Task statement
All the data must come back unchanged, except that pictures are left out.

Exercise input
— begin —
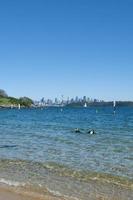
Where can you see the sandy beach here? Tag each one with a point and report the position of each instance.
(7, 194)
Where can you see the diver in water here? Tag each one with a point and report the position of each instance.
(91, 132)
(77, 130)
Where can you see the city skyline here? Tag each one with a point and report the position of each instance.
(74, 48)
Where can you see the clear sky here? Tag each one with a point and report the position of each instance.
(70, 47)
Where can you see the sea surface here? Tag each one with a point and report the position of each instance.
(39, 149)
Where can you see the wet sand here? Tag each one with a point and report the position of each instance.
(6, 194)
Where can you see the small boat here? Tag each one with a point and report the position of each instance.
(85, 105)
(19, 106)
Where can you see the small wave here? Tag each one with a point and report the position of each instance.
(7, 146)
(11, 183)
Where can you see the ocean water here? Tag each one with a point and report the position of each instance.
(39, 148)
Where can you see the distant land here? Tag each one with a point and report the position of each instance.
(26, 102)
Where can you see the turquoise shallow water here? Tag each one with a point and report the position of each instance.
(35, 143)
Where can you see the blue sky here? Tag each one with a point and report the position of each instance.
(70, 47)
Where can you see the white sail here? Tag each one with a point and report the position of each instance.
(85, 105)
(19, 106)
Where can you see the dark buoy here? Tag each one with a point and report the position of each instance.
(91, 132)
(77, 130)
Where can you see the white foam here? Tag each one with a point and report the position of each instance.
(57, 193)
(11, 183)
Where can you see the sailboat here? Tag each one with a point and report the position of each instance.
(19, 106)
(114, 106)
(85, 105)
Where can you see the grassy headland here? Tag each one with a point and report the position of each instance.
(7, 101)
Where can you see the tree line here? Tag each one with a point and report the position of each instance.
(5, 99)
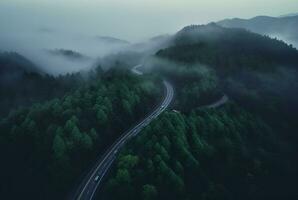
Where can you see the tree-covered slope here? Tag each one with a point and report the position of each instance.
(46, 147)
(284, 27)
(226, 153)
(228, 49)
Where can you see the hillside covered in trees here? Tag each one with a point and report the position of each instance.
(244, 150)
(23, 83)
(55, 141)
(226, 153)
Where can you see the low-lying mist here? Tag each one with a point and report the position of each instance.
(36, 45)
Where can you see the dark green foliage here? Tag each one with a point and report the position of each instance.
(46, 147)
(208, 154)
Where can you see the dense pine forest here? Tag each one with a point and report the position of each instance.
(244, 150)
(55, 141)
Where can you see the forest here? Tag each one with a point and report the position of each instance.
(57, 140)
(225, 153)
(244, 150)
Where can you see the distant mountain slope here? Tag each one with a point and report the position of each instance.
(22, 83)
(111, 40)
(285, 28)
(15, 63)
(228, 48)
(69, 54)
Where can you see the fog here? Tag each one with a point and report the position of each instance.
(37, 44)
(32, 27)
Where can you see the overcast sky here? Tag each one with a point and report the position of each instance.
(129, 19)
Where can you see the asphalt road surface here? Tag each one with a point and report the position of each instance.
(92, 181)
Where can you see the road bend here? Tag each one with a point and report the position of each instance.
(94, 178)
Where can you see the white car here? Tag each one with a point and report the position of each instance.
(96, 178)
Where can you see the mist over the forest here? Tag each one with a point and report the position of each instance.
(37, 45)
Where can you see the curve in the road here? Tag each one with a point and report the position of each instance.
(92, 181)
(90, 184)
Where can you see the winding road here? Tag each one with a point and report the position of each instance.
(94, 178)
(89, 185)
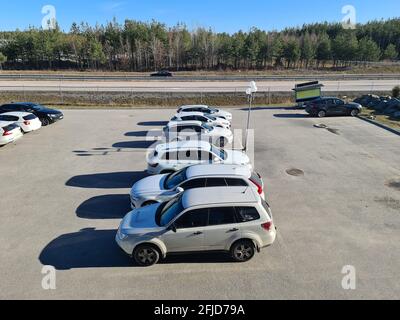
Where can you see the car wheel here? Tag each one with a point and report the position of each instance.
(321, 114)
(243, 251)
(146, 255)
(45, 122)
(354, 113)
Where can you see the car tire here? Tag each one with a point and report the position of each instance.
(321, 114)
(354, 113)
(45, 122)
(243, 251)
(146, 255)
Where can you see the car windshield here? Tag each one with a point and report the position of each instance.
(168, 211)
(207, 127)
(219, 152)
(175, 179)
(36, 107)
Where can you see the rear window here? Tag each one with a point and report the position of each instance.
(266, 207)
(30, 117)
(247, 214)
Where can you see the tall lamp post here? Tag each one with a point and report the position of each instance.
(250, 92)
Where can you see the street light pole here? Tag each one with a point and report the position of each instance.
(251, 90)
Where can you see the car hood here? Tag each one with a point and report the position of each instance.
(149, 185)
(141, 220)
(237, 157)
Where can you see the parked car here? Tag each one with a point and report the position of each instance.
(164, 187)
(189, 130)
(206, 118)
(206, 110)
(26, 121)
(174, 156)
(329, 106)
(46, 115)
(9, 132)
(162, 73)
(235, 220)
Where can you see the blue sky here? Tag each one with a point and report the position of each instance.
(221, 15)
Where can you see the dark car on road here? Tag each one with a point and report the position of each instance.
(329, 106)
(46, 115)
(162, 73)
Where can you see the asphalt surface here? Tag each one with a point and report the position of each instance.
— end —
Full solution
Where can you see the sandy beach here? Tag each one with a point and report the position of each instance.
(7, 194)
Where can you see the diver in water here? Tag each one with a point and report the position of each instance.
(91, 132)
(77, 130)
Where can you see the city skyline here? Tag each one with a point and report the position of each instance.
(74, 48)
Where can you see the clear sky here? Tag each one with a point and report the position of each instance.
(70, 47)
Where can you see the sea surface here? Tag each one with a point and report the position of each instance.
(39, 149)
Where can you see the wet sand here? Tag each one with a point and report the position of each instance.
(6, 194)
Where can you see the small boat here? Tag each one with a point and report the position of each instance.
(85, 105)
(19, 106)
Where can you see the small wave here? Tag each one with a point and report the position of each instance.
(7, 146)
(11, 183)
Where can you see the ocean water here? Tag each one with a point and report the position of each instance.
(39, 148)
Where can you see the distant land here? Tag each one with a point and report the position of each instance.
(26, 102)
Where can you see the turquoise shallow water here? Tag each one with a point and report the position of each instance.
(35, 143)
Where can you see the blue sky here? Tag each one with a point and report the position of each instance.
(70, 47)
Where can you see the white sail here? Tag each one with a point and report the position of each instance.
(85, 105)
(19, 106)
Where can you see the dark buoy here? Tag each one with a point and report the position of each instance.
(91, 132)
(77, 130)
Where can you see the white foam here? Tag each one with a point and report the position of each instance.
(57, 193)
(11, 183)
Where can you see the sailboat here? Tag each one with a point and report the position of each instance.
(19, 106)
(114, 106)
(85, 105)
Where can you see the grassy headland here? Tag each one with a point and report the position of each instance.
(7, 101)
Where can you see the tree line here? Tag each one with a point and report the position of each instance.
(5, 99)
Where can you see the tree-covered slope here? Tag each one with a point and report the position of each instance.
(46, 147)
(284, 27)
(226, 153)
(228, 49)
Where can you see the hillside covered in trees here? Tag each one with a point and report the position of each instance.
(244, 150)
(23, 83)
(55, 141)
(226, 153)
Where can you see the low-lying mist here? Tag each one with a point and report the position of each instance.
(36, 45)
Where can you see the dark green foliage here? Tag each one with a point and report the position of each instance.
(46, 147)
(208, 154)
Where can you see the dense pine forest here? Tag each one with a point and report the position of each instance.
(244, 150)
(55, 141)
Where can you see the forest here? Tag each one with a point and report the position of each instance.
(57, 140)
(225, 153)
(244, 150)
Where can you see the distant mountain slope here? Tag each one with a point and report the position of each instance.
(22, 83)
(111, 40)
(285, 28)
(15, 63)
(228, 48)
(69, 54)
Where can you see the fog here? Tag each one with a point and report the position of each instance.
(37, 44)
(32, 27)
Where can you see the overcast sky here? Tag each one with a point and report the position of each instance.
(129, 19)
Where can you see the asphalt road surface here? Tag each one with a point and report the position of each instance.
(92, 181)
Where can you see the road bend here? Tag each one with a point and report the position of each instance.
(94, 178)
Where can you see the white car here? Tag each one with a point and report the position of each instance.
(96, 178)
Where can you see the mist over the forest here? Tag each one with a point and report the position of each instance.
(37, 45)
Where can you see the curve in the road here? Tag each one with a point and report the position of each instance.
(92, 181)
(90, 184)
Where can you see the winding road here? Tag each one with a point and report the position of each instance.
(94, 178)
(89, 185)
Where can you see the car wheel here? Tag each one with a point and report the position of each instance.
(321, 114)
(243, 251)
(146, 255)
(45, 122)
(354, 113)
Where can you see the car tire here? Tag each one with a point and report the position of each instance.
(321, 114)
(354, 113)
(45, 122)
(243, 251)
(146, 255)
Where can you see the car windshield here? Tag each one with a point and report the position of each instance.
(168, 211)
(207, 127)
(219, 152)
(175, 179)
(36, 107)
Where can you see the rear window here? Tag each one with a point and report the position of each instance.
(266, 207)
(30, 117)
(247, 214)
Where can you see the tall lamp post here? Tag each one with a point and report the position of each instance.
(250, 92)
Where can you see the street light pole here? Tag each one with a point and report the position of each instance.
(251, 90)
Where can you see the car hood here? Tag each one with a point and report the position of each instance.
(149, 185)
(141, 220)
(237, 157)
Where can you see the parked car here? Tag each one with a point and report the position of each instance.
(164, 187)
(189, 130)
(206, 118)
(206, 110)
(26, 121)
(174, 156)
(329, 106)
(46, 115)
(9, 132)
(162, 73)
(235, 220)
Where can you see the blue sky here? Tag each one with a point and report the position of each instance.
(221, 15)
Where can you see the dark car on road here? Tag each one with a point and report the position of each instance.
(329, 106)
(46, 115)
(162, 73)
Where can you see the asphalt surface here? Tag each one with a point and report the position of each instance.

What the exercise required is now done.